Task inputs:

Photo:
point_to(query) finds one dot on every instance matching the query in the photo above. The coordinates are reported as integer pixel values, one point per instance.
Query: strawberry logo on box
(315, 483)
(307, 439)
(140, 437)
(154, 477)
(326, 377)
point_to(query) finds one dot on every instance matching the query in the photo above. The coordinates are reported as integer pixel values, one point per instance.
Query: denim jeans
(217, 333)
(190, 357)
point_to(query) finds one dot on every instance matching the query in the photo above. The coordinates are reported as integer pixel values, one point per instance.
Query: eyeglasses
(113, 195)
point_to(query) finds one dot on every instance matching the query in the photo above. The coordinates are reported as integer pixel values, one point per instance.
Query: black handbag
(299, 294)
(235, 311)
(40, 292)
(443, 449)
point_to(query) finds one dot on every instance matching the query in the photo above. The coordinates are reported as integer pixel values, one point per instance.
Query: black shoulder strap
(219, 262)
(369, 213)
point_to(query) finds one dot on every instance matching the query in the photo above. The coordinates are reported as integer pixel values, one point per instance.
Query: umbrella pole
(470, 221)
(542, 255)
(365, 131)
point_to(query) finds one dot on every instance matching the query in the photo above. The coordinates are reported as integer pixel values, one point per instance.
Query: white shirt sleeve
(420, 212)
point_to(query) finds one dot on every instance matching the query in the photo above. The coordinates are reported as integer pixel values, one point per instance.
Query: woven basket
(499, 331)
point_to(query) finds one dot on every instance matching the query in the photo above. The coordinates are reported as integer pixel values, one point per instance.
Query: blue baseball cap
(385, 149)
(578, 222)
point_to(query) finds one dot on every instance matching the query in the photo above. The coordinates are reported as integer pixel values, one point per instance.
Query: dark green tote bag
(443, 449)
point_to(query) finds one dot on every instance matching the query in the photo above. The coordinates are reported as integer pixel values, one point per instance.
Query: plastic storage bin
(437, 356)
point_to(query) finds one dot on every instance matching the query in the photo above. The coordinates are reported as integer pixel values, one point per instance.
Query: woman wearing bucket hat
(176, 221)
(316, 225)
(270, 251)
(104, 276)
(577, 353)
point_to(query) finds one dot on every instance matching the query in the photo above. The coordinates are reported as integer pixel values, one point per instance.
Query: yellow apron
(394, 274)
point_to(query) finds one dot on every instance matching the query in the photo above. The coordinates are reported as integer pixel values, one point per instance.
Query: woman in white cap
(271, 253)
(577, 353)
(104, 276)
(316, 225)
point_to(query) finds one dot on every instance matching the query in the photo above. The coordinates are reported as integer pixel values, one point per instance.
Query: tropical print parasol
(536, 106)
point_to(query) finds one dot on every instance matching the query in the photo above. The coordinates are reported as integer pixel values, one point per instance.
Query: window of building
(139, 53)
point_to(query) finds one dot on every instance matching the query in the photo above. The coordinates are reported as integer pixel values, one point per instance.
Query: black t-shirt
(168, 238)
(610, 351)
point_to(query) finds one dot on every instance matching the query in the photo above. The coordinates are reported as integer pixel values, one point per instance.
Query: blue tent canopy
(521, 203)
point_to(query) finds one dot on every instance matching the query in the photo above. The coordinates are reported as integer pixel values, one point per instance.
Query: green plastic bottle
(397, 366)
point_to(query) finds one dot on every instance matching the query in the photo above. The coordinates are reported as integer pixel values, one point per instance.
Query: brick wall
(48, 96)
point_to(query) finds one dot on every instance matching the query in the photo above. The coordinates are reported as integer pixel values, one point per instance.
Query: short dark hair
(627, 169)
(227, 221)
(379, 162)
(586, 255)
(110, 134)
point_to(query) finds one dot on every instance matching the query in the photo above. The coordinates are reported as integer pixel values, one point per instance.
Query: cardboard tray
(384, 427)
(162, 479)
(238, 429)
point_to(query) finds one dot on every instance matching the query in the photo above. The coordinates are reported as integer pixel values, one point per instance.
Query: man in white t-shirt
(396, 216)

Task description: When copying the data above, keep every line exactly as written.

Solved exercise:
Photo:
point_to(query) finds one dot on every instance matching the query in the photo above. The coordinates are reported as integer pixel values, one point per instance.
Query: strawberry logo on box
(315, 483)
(307, 439)
(140, 437)
(154, 477)
(326, 377)
point_to(query) finds one dot on every instance matching the query in the photo above. The coordinates are reported as integer pixel values, one point per instance.
Query: denim jeans
(217, 333)
(190, 357)
point_to(query) finds one dot on every instance matching the query in the photo above. The coordinates are reported as integer pixel values, one point per instance.
Query: eyeglasses
(113, 195)
point_to(query) finds one dot on every instance matching the query in the photo above. The coordinates are reported as integer pixel values, one point per instance.
Query: black handbag
(299, 294)
(235, 311)
(40, 292)
(443, 449)
point_to(query) finds one dot on every instance matching the query in the photo above. The coordinates are reported as integer pixel values, one point per instance.
Query: black shoulder strap
(219, 262)
(369, 213)
point_to(query) finds one dot on every instance matching the query in the photo above. The coordinates are reported as integer pixel values, one point per instance.
Query: umbrella pole
(470, 221)
(542, 255)
(365, 131)
point_to(query) finds one dot on every instance matching the query in the photo above. The coordinates are reported as integer pixel values, one point per instance.
Query: white shirt sleeve
(420, 212)
point_to(query) finds one dot on every instance matching the query in the photo above. The coordinates are reported as integer pixel values, one point per instance.
Query: woven basket
(499, 331)
point_to(query) finds one dot on every instance matching the query in the photo above. The coordinates are reported as integer pixel values, one point per instance.
Query: blue baseball cap
(385, 149)
(578, 222)
point_to(query) finds one dot on every instance matching the query in the photo above. The coordinates are reported as integer pixel values, one point per instance.
Query: dark green tote bag
(443, 449)
point_to(query) finds one dot on every instance matching the query in the photo above. The coordinates are reported as integer pixel values, one point per instance.
Query: plastic storage bin
(437, 356)
point_to(query) finds one dot on every instance matching the query in the photo above. The coordinates are reported as integer pixel values, one point per instance.
Query: woman wearing bucket hat
(176, 221)
(316, 225)
(270, 251)
(104, 276)
(577, 353)
point_to(query) finds one dot on every instance matching the query in the photo above. The coordinates are reported as integer pixel values, one point per instance.
Query: yellow apron
(394, 274)
point_to(query) finds one dot on every instance matching the query in the photo above. The coordinates are reported as integer pixel values, one point per instance.
Query: woman in white cap
(271, 253)
(577, 353)
(104, 276)
(316, 225)
point_to(query) finds one dot on every instance matching the query in the photo above. The coordinates are reported as integer pixel values, one point per instance.
Query: tropical print parasol
(536, 106)
point_to(query) finds one dot on every instance matching the query in the photo above. The coordinates are reported as integer pixel values, one point per instance.
Query: window of building
(139, 53)
point_to(query) finds one dot on every instance matching the query in the photo above. The coordinates are reported as integer pixel values, one point per instance.
Query: black t-shirt
(168, 238)
(610, 351)
point_to(query) finds one dot on every instance matching the query in the photo above. The coordinates are reported as integer pixel values, one point per instance.
Query: blue tent canopy
(521, 203)
point_to(query) finds one dot on every instance matching the query in the photo above. The coordinates are reported as integer pixel values, one point per instance.
Query: green plastic bottle
(397, 366)
point_to(query) finds one dot on every instance matching the query in the photo above. The coordinates are reported as integer pixel values, one point per instance.
Query: brick wall
(48, 96)
point_to(query) finds one dot on every instance matching the query in the photo above. The coordinates are reported as integer pixel values, one point per instance.
Query: short dark hair
(627, 169)
(227, 221)
(379, 162)
(586, 255)
(110, 134)
point_to(query) finds one dot on every instance matching the query in the photo above. The coordinates are reported as integer pixel values, one point per instance.
Query: cardboard tray
(384, 427)
(162, 479)
(238, 429)
point_to(query) finds one dot on every instance matching the query in the photo above. The coordinates are reported as integer pixel values, one point per instance.
Query: man in white t-shirt
(396, 216)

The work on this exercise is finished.